Provided passage:
______

The puma-prey simulator is currently being rebuilt on modern technology.
It will be available on this page as soon as it is ready.
The Puma-Prey Simulator demonstrates the natural balance of a healthy ecosystem, in contrast with the changes that occur as a result of human encroachment.
In a natural ecosystem, the interaction between predator and prey is a delicately balanced process. When the prey population is large, more predators will succeed in finding prey, which then causes the predator population to grow. As the predator population grows, more of the prey get eaten, which then reduces the prey population. With the prey population reduced, fewer predators find prey, and the predator population also then decreases.
In a natural system, this cyclic pattern continues in a state of balance. When human development intrudes into a natural ecosystem such as this, the natural balance is thrown off and the ecosystem is forever changed.
The left side of the simulator shows icons for puma and deer, appearing and disappearing in highly accelerated cycles of predation and reproduction.

______

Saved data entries
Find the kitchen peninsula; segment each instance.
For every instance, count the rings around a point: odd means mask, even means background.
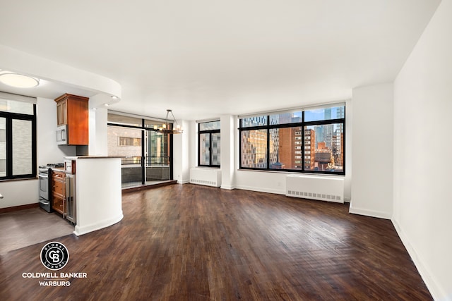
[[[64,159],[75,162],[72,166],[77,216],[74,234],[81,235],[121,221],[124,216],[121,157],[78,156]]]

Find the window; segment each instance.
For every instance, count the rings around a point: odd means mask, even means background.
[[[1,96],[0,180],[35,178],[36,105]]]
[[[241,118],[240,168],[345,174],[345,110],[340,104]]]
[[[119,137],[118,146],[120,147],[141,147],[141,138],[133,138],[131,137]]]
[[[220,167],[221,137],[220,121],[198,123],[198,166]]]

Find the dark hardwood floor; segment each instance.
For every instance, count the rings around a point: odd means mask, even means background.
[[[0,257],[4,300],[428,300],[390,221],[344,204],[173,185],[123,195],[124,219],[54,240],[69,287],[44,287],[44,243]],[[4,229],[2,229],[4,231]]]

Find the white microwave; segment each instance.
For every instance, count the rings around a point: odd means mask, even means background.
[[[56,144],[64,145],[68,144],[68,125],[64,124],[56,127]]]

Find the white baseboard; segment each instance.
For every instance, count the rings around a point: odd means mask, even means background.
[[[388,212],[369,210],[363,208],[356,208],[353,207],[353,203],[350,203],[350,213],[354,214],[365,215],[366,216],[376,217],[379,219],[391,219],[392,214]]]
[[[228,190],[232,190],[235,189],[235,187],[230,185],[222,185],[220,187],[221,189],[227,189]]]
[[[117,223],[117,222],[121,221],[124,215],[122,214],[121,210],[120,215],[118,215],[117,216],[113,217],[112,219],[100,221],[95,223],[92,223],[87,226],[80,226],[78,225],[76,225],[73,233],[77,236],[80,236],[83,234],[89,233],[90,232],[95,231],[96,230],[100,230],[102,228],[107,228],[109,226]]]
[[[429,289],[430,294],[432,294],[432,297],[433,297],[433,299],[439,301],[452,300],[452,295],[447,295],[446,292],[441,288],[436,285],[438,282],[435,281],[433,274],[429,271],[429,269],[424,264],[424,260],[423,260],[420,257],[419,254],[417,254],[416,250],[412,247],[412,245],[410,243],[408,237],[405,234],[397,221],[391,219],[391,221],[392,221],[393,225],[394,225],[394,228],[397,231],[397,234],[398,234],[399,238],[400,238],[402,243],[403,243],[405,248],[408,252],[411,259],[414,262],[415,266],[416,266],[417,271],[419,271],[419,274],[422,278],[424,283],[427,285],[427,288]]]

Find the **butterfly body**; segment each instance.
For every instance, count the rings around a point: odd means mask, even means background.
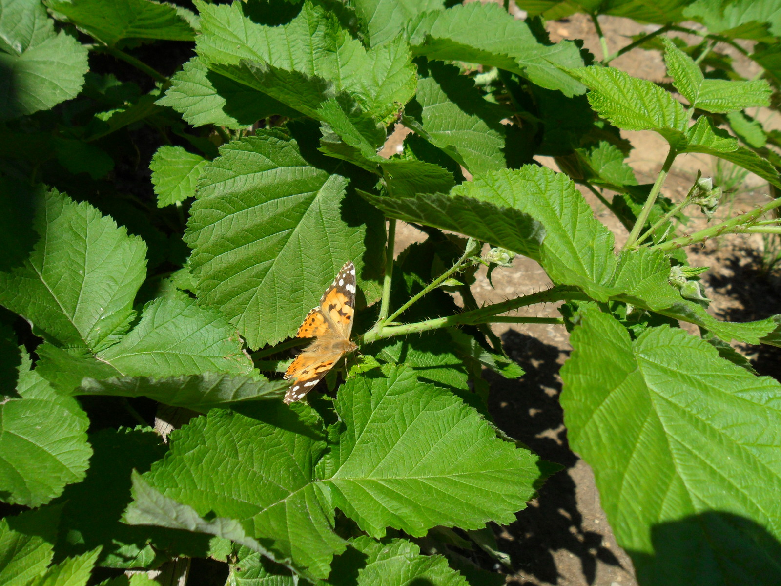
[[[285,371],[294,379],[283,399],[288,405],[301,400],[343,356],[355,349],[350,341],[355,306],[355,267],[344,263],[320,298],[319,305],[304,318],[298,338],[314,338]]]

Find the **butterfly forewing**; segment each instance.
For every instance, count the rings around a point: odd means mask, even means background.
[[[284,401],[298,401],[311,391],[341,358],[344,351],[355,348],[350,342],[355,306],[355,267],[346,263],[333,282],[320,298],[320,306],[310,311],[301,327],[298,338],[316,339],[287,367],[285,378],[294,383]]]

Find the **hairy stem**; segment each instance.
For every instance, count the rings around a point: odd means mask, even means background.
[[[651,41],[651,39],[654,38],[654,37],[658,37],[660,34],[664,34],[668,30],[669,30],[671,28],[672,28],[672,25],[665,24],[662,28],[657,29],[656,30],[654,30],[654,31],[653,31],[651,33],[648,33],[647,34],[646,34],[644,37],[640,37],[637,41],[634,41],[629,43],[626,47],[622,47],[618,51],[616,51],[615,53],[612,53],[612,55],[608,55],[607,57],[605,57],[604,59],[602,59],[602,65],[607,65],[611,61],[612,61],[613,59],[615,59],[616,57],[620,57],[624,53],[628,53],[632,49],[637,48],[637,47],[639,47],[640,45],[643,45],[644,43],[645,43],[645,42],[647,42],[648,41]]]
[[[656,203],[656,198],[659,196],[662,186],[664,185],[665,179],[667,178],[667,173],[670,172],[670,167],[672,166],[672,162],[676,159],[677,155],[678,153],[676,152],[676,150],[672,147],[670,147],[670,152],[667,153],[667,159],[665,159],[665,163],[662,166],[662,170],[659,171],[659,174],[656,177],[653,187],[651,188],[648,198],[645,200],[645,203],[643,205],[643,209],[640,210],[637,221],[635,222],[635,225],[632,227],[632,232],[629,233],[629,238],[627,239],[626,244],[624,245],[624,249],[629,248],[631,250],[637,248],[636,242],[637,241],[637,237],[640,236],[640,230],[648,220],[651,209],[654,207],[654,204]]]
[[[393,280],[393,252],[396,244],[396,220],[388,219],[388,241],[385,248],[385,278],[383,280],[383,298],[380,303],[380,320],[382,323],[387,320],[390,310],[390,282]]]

______

What is being asked: Continue the text about the puma-prey simulator, starting after its last sentence.

Answer below:
The sliders in the middle let you adjust the parameters of the population model, in order to increase or decrease the predation success rate, the birth rates for puma and prey, and the natural puma death rate.
The buttons at the top of the simulator let you select the amount of human encroachment in the environment, from none to significant.
The bar graphs to the left and right of the population model show cycling population levels for both a natural ecosystem and one with human encroachment.
This simulation is based on the Lotka-Volterra equations for predator-prey interaction. These equations, developed in the early 1900's, describe the relationship between predator and prey populations using the following principles:
- predation amount = prey population x predator population x predation rate
- change in prey population = (population x birth rate) - predation
- change in predator pop = (prey pop x pred pop x birth rate) - (pred pop x death rate)
These equations produce an oscillating pattern such as that shown below, and the four key constants (predation rate, prey birth rate, predator birth rate, predator death rate) determine the size and shape of that oscillation.
These equations, however, do not take into account many factors that affect the outome in real world scenarios, such as the skill of the predator and prey, the occurrence of natural disaster and disease, environmental factors such as temperature and rainfall, etc. In addition, the type of terrain and amount of vegetation makes a big difference in predator-prey interactions, not only for food, but for shelter and places to hide. Finally, there may be many species of predators and prey that overlap into complex food webs.